- **Brief**:
Extract every line of the records below and reproduce each one unchanged, in the same order.

- **Collected data entries**:
— begin —

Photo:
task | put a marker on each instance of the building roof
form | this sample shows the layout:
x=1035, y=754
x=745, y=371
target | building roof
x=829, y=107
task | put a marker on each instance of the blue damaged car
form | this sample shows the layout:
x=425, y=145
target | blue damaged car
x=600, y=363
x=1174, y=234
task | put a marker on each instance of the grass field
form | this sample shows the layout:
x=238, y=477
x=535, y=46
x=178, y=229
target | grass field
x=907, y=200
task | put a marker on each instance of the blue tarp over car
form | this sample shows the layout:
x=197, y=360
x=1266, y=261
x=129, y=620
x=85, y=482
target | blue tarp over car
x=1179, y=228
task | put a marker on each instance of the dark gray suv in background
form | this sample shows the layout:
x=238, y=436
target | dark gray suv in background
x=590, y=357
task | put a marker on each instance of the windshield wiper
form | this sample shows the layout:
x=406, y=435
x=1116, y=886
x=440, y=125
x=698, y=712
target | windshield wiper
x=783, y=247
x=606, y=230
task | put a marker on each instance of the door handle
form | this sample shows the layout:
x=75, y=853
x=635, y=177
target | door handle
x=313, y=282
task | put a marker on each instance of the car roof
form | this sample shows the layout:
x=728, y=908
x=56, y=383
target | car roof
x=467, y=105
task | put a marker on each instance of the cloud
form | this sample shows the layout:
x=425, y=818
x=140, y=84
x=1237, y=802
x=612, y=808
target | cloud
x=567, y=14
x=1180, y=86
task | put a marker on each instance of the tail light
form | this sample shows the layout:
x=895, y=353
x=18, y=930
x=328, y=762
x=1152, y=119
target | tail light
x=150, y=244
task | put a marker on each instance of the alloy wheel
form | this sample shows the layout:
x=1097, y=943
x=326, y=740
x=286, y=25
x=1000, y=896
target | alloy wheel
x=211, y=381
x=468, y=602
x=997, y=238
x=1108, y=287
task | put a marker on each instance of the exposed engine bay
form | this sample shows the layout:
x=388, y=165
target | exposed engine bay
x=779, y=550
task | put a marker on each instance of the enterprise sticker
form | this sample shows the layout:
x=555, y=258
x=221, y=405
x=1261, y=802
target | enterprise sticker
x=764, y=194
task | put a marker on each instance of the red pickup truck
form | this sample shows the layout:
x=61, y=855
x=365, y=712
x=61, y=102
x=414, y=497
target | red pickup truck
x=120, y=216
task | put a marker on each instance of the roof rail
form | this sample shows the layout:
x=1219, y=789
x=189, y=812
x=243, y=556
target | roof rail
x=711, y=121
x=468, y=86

— end —

- **Completed exercise**:
Photo:
task | put a marker on each instance of the building roof
form | this sample shows the layout:
x=1035, y=754
x=745, y=371
target | building roof
x=829, y=107
task | put a marker on each instance of the blue damaged car
form | this sample shows the layout:
x=425, y=145
target | blue damaged car
x=600, y=363
x=1174, y=234
task | put a marker on each instance of the grass field
form | this sample shows the layout:
x=238, y=477
x=535, y=46
x=178, y=229
target | grass field
x=907, y=200
task | put a marker on each instance of the blue tarp over car
form | this sample shows the layout:
x=197, y=360
x=1266, y=261
x=129, y=620
x=85, y=482
target | blue tarp over car
x=1179, y=228
task | put a marker on each instance of the dark gray suv in background
form | this sample shows the layout:
x=238, y=436
target | dark gray suv in background
x=590, y=357
task | put a marker on each instance of the windshield wiper
form | this sample shows the layout:
x=406, y=435
x=1116, y=886
x=440, y=125
x=698, y=712
target | windshield wiper
x=783, y=247
x=606, y=230
task | put a marker on each instance of the door handle
form | this sample shows the layout:
x=75, y=853
x=635, y=177
target | door handle
x=313, y=282
task | put a marker on each instance of the car roof
form | this sample shows the layout:
x=728, y=908
x=56, y=383
target | car roof
x=467, y=105
task | put a marker on each instance of the cloud
form | this sample shows the layout:
x=425, y=818
x=140, y=84
x=1237, y=802
x=612, y=808
target | cloud
x=567, y=14
x=1180, y=86
task | put a marker on each instance of the tail light
form | this sample shows the layout:
x=895, y=353
x=18, y=930
x=328, y=762
x=1152, y=119
target | tail light
x=150, y=244
task | put a marker on each instance of the alloy wheel
form | this sample shows the layout:
x=1097, y=943
x=326, y=740
x=286, y=25
x=1000, y=896
target | alloy wheel
x=211, y=381
x=468, y=602
x=997, y=238
x=1108, y=287
task | put a marker on each instance of the exposed engine bay
form | this sample shows the layout:
x=388, y=165
target | exposed engine bay
x=779, y=550
task | put a marker on each instance of the enterprise sticker
form | this sample shows the layout:
x=555, y=258
x=221, y=405
x=1261, y=802
target | enterprise sticker
x=764, y=194
task | put a marker on each instance of the red pickup truck
form | this sample shows the layout:
x=61, y=855
x=365, y=712
x=61, y=102
x=414, y=497
target | red pickup truck
x=120, y=216
task | put a marker on each instance of the roof rail
form | this sample shows the layout:
x=1219, y=789
x=189, y=812
x=243, y=556
target | roof rail
x=711, y=121
x=468, y=86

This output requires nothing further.